• [GOALS]:
a – Revise the comments on dynamic range settings from "Short answer is" up to and including "high contrast scene.", replacing "DR400" with "DR200".
b – Extend the comments on dynamic range settings, picking up after their final sentence.

• [PASSAGE PROVIDED]:
------------------------------------------------------------

Short answer is that I am moving away from using DR400. I took a shot of the same scene on a bright, sunny day. One using DR400 iso 640, and a second shot using DR100 Iso 160. Both were shot raw. In post, the DR400 had the better stock look, I think, but it definitely had more noise in the shadows-i got a better exposure from base iso and could manipulate it to look great. Both were usable images for sure but the lesson was to take the shot more than one way since DR400 is not always the cleanest result, if that’s what you’re hoping for. If I knew I’d develop in camera, I’d probably stick to DR400 since you don’t have nearly as much latitude to adjust shadows/highlights of a high contrast scene.
Great video. I have an X-T3 and I am definitely going to apply this tip going forward. Just curious, would you compromise this process by using the exposure compensation dial for part of the exposure differential? Thanks so much!!
And now we need to deside do we want a flexibility of shooting underexposed images, or the ability to quickly post jpegs by shooting raw+jpg. Can't have both. Sadly. So I left this method for some special ocasions. And mostly am shooting raw+jpg trying to get the jpg right and get away without editing.

------------------------------------------------------------

• [MATERIAL PROVIDED]:
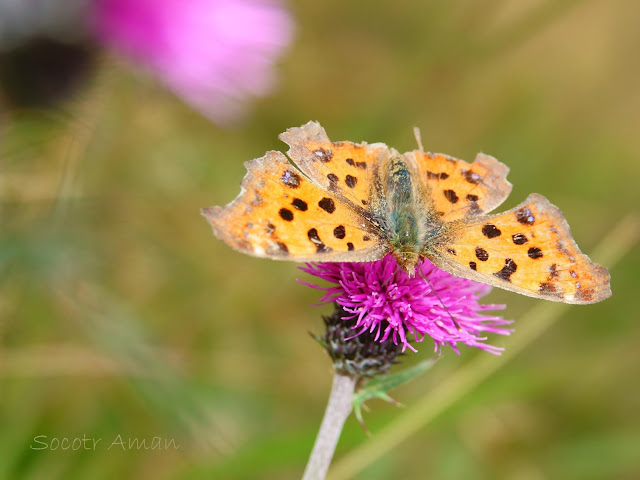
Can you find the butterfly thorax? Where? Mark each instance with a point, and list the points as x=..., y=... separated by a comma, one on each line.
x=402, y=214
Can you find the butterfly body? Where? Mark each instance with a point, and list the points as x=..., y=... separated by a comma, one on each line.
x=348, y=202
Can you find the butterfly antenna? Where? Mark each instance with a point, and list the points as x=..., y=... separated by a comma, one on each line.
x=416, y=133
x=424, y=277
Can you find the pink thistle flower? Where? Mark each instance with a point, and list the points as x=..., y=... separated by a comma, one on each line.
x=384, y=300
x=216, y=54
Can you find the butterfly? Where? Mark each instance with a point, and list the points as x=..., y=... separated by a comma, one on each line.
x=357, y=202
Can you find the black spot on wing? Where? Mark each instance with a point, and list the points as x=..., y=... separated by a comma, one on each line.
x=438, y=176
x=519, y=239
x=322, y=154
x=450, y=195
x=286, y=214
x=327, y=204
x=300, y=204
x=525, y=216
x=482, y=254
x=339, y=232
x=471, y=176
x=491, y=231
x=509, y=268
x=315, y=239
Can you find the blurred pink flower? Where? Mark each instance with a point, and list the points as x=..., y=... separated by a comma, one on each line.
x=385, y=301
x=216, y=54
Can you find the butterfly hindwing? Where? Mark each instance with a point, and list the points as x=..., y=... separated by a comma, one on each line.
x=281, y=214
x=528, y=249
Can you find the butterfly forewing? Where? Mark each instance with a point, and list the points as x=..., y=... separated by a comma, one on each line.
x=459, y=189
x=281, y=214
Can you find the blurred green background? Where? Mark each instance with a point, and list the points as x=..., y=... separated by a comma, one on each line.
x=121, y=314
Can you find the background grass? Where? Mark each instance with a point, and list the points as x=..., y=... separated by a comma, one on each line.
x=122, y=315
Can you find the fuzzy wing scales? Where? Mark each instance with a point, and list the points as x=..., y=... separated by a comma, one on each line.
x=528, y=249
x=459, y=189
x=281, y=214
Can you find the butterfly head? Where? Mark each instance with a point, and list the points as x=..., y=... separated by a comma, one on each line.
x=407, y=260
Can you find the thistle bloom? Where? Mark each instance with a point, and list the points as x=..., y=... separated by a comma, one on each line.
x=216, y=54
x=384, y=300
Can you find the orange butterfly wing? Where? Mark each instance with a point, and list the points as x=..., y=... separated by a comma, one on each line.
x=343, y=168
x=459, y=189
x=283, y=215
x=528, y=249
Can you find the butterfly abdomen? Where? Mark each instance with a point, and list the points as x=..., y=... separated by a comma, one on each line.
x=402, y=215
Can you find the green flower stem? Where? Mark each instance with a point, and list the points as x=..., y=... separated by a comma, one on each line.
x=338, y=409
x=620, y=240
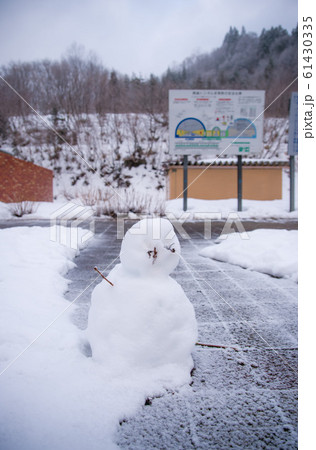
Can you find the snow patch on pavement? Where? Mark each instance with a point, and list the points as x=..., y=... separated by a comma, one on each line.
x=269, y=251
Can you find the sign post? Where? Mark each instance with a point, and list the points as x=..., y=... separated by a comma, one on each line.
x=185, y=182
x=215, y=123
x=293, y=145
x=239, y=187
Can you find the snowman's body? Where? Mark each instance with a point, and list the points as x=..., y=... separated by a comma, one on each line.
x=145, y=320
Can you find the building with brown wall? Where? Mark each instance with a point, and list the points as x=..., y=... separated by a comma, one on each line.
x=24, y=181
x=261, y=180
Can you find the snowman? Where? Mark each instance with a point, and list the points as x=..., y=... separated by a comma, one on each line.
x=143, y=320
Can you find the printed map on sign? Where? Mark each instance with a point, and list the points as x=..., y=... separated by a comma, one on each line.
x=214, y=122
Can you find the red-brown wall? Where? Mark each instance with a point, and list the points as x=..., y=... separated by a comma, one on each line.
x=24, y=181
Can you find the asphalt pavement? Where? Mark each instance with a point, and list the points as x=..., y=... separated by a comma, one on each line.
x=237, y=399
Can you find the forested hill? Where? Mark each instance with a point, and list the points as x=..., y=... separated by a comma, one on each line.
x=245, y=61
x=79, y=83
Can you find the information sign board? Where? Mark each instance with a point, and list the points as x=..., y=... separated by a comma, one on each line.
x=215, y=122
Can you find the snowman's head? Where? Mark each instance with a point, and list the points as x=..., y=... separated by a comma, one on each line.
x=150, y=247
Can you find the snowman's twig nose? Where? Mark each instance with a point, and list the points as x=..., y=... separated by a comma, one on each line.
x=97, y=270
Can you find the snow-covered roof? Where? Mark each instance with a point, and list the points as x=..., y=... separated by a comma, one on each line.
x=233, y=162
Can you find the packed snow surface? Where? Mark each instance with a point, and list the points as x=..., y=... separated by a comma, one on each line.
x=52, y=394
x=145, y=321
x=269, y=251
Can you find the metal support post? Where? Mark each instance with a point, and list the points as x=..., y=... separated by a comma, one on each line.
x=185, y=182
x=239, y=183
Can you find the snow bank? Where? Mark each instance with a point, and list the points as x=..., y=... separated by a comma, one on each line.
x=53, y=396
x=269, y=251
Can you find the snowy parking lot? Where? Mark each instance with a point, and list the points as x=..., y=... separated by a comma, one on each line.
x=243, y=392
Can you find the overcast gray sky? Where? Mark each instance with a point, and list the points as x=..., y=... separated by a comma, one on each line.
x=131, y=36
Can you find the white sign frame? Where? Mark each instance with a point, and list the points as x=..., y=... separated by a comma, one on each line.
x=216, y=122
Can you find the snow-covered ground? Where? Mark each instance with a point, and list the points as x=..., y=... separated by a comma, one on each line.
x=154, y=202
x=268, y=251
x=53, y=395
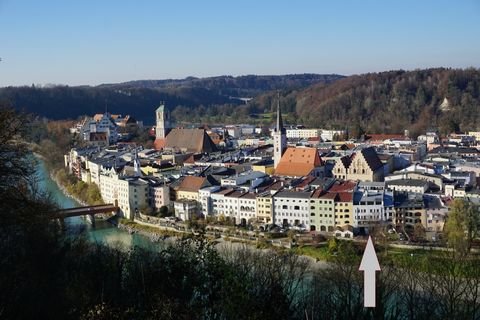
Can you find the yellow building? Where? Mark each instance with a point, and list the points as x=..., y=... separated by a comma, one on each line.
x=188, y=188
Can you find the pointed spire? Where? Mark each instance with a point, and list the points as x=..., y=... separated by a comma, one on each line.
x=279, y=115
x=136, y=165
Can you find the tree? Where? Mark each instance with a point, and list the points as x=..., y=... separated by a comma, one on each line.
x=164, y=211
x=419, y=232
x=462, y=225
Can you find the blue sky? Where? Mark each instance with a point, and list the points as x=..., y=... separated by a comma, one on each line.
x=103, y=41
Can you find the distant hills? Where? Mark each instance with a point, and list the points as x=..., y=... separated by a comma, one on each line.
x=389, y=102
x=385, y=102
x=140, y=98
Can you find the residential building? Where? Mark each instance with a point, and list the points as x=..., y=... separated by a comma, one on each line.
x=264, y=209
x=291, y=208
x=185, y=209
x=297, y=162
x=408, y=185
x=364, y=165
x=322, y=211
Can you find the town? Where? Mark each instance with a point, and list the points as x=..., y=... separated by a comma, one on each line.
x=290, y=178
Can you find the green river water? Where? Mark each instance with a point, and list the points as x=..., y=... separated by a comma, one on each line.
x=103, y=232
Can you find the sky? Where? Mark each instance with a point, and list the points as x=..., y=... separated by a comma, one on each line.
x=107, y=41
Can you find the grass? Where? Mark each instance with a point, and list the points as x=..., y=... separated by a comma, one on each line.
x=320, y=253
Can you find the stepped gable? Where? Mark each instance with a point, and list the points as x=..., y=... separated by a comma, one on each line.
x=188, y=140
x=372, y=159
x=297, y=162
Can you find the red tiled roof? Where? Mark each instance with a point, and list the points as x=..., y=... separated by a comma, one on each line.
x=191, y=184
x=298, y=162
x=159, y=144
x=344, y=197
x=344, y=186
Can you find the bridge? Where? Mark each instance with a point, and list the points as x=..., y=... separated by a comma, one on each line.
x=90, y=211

------------------------------------------------------------

• [EXPECTED RESPONSES]:
a –
Short answer is that I am moving away from using DR200. I took a shot of the same scene on a bright, sunny day. One using DR200 iso 640, and a second shot using DR100 Iso 160. Both were shot raw. In post, the DR200 had the better stock look, I think, but it definitely had more noise in the shadows-i got a better exposure from base iso and could manipulate it to look great. Both were usable images for sure but the lesson was to take the shot more than one way since DR200 is not always the cleanest result, if that’s what you’re hoping for. If I knew I’d develop in camera, I’d probably stick to DR200 since you don’t have nearly as much latitude to adjust shadows/highlights of a high contrast scene.

b –
8:04 Well i guess that was the best So, Fuji Dad (I apologize for such familiarity), I have a specific question to you I'm new in photography, x-t4 is my 1st stand alone camera (I mean, the camera which is not part of smartphone) I mostly shot with Chinese manual focus lenses with auto ISO and auto exp, and ibis is on (and set to proper focal range) But as I recon because of IBIS camera pumps up the exposure time to very high level sooo lot of my pictures (shooting mostly indoor with A iso max = 3200) of moving things (mostly my pretty gf) are blury, motion blured. And I already spotted a few times that fuji likes to overexpose image in low light condition, like that night mode in smartphones where night looks brighter than it is. So, would there be any tricks excepts setting exp compensating dial to -1 or -2? I don't really want to manage manually with iso or exp dials, at least just because of time consuming for vulgar family live style shooting. So, a few piece of advice? Is it a specific trouble for those who shot with ibis in noob way?
That is very interesting wow. I have a wedding coming up never shot one on a Fuji before lol. I would like to know what you say about iso low. As I get told a lot on my channel why don't I use low as its better that 160 but understand its not?
Thanks for the informative video. Does this imply that you increase the exposure on the RAW file? How many stops can you confidently increase it if shooting in JPEG? Thank you in advance.
With RAW you are increasing exposure. JPEG is the same thing but now you have to be aware of your camera jpeg settings and understand that you have less range to modify the image in post production. Both RAW and JPEG could be pushed the same amount of stops.
I don't think you can push the JPG as much as the RAW. I've tired a couple of experiments and in my observations you can defiantly push the RAW a LOT more. Try it out yourself by doing a JPG plus RAW shoot!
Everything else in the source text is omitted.